■ **Consigne 1**:
D'après l'extrait sur la motivation au travail, quelles cinq familles de leviers de motivation l'acronyme SACRÉ désigne-t-il ?
■ **Consigne 2**:
Reprenez la rédaction de l'extrait sur la motivation au travail à la suite de sa dernière phrase.

■ **Extrait**:
========================================

A-t-on vraiment besoin de plus de sens ? Ou a-t-on plus de mal à le trouver ?
Les deux !
Des études montrent effectivement que le salaire n’est plus le critère n°1 dans le choix de son emploi : les jeunes générations souhaitent un travail qui a du sens, une entreprise qui se donne une raison d’être, de la QVT, une bonne ambiance… Mais c’est une tendance de fond, pourquoi une soudaine poussée ?
L’époque est anxiogène, on a besoin de sens parce que le monde est justement sens dessus dessous. Et alors qu’on en a besoin de plus, on bouleverse les codes, les habitudes, les organisations et les repères. On réduit le collectif, les échanges, les interactions qui peuvent nourrir cette quête de sens.
Motivation, la règle générale : que des cas particuliers
L’ouvrage « L’Art de motiver »[2] regroupe les multiples leviers de motivation en 5 familles sous l’acronyme SACRÉ : Sécurité, Appartenance, Confort, Reconnaissance et Épanouissement.
Simple et évident, oui, mais la concrétisation l’est beaucoup moins.
Prenez l’exemple des objectifs à fixer : un levier de reconnaissance lorsqu’ils seront atteints, d’appartenance à l’équipe qui aura réussi, d’épanouissement pour chacun, et mécaniquement de sécurité et de confort. Mais si un objectif est trop ambitieux pour être atteint… Aucune reconnaissance, une impression d’exclusion parce qu’on a raté, d’où un sentiment d’insécurité. Le confort et l’épanouissement : enterrés.

========================================

■ **Section de données**:
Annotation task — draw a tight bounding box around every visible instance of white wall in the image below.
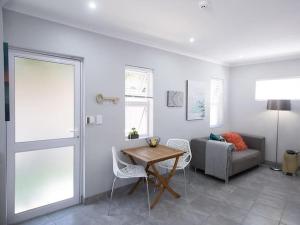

========================================

■ **Réponse attendue 1**:
Sécurité, Appartenance, Confort, Reconnaissance et Épanouissement.

■ **Réponse attendue 2**:
Un objectif se fixe en fonction de la personne, avec un subtil dosage d’ambition et de faisabilité, cette dernière étant prioritaire. Il ne s’agit pas d’être débonnaire ; c’est ainsi que le management sera motivant, donc efficace.
Tout est dans le curseur
Les leviers de motivation imposent un maniement tout en finesse.
L’équilibre entre bienveillance et exigence, où l’excès de bienveillance confine à la condescendance lorsque l’on juge peu capables ses collaborateurs, où l’excès d’exigence transforme la confiance accordée en pression délétère.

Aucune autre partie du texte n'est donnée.